During this highly stressful year, I think testing is more the break-students type of experience than anything else. Why are we spending two hours of each of the two days this week testing? Our students are in the classroom two days a week. That’s about fourteen hours a week. And we’re four of those hours (about 28.5%) of that time administering benchmark tests? Benchmark tests?! I can tell you just have close my students are to any given benchmark without taking nearly thirty percent of my week’s time with students to do it.

On a positive note, though, the assistant principal came into my room about ten minutes into the lesson with the district’s assistant superintendent so he could see how I’m streaming my class. Apparently, I’m something of a trailblazer with this in the district. I, for one, can’t understand why more teachers aren’t doing it on their own: it returns my planning to normal, pre-covid dimensions. I no longer have to create something separate for the kids at home. I do, though, have a unique situation in that I teach only honors kids, which means that most of them are motivated to log on and follow along from home. Other students might not be so willing. (Still, said students — at risk, we would call them — are not necessarily doing the elearning anyway. What difference does it make which type of online learning they are neglecting? I’m fortunate that most of the kids follow along.

Today in School

We had the PSAT today, so many students were out during class. No matter — it’s recorded and posted on Google Classroom.

We began the day with a short open-note quiz on the two poems we just finished and on poetry in general. We followed that with a short viewing (about a minute) of the Stanford Viennese Ball’s opening waltz:

This was in order to provide students with some perspective about what a waltz looks like when we read “My Papa’s Waltz.”

Our reading of “My Papa’s Waltz” was a cautionary tale. At first it seems like so many words have connotations of abuse that the poem is actually about an abusive father.

  • The “whiskey on your breath” line makes us think he’s inebriated.
  • “Death” has obvious bad connotations.
  • “Battered” and “beat” are abusive words.

The problem, though, is this is not a close-enough reading.

→ TASK GOAL:
Rewrite everything in the classroom account from "Our reading of" down to "an abusive father.", swapping "cautionary tale" for "warning". The material has no connection to the classroom account.

→ EXTRACTED DATA:
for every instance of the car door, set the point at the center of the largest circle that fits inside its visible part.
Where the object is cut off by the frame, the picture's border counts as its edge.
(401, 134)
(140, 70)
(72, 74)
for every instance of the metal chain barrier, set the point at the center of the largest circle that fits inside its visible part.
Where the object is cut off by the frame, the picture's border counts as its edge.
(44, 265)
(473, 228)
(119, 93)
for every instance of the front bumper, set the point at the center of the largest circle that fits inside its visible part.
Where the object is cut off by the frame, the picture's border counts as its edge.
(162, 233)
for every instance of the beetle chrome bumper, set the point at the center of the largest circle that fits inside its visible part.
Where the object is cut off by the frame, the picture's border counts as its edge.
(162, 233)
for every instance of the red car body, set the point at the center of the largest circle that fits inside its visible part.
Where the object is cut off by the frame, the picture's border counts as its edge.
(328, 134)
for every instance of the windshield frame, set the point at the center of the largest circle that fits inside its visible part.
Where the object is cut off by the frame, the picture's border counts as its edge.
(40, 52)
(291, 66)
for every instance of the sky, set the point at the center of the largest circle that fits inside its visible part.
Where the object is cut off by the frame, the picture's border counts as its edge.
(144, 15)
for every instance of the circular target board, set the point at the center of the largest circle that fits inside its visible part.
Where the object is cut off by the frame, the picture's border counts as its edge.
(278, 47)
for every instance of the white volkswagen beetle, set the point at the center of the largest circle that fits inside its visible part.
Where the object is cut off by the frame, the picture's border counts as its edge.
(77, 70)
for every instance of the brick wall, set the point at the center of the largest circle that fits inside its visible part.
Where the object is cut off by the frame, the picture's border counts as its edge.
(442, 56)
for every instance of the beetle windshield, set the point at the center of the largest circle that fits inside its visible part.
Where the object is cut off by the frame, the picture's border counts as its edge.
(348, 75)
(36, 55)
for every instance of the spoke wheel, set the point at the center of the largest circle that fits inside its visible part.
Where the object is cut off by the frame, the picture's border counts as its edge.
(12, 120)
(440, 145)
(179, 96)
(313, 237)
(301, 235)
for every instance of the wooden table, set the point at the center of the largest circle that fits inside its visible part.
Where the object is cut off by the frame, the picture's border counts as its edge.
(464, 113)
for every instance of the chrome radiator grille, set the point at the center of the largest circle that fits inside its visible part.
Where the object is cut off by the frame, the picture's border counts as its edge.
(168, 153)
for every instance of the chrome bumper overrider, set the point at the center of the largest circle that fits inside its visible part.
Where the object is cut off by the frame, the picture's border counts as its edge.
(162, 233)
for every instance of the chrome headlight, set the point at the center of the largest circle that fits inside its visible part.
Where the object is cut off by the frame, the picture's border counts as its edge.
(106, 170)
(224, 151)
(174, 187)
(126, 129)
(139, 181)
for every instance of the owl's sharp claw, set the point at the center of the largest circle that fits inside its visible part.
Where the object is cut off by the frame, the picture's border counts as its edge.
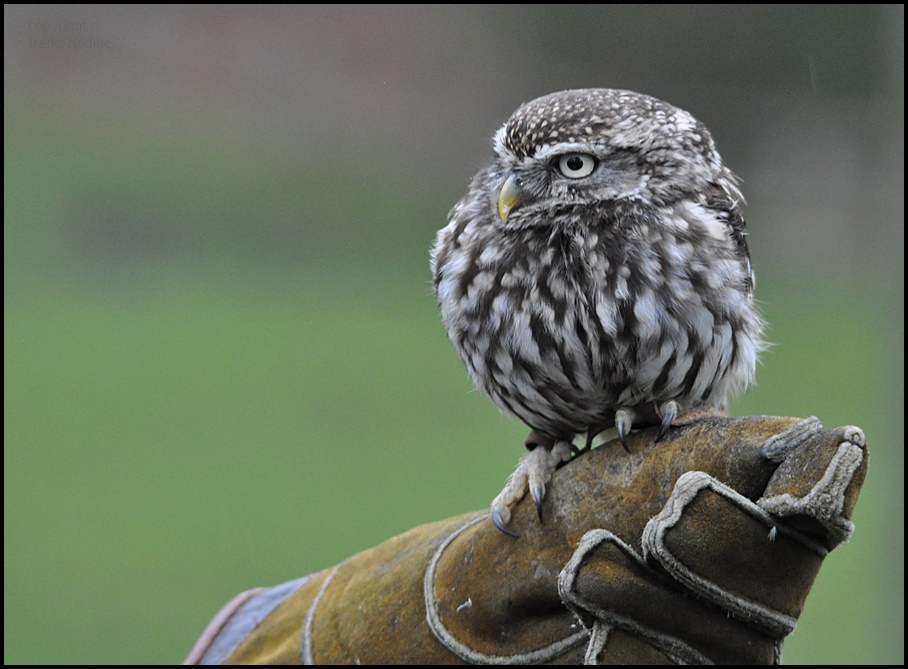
(624, 421)
(532, 474)
(668, 411)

→ OUTPUT OF THE TASK:
Our reading of “My Papa’s Waltz” was a warning. At first it seems like so many words have connotations of abuse that the poem is actually about an abusive father.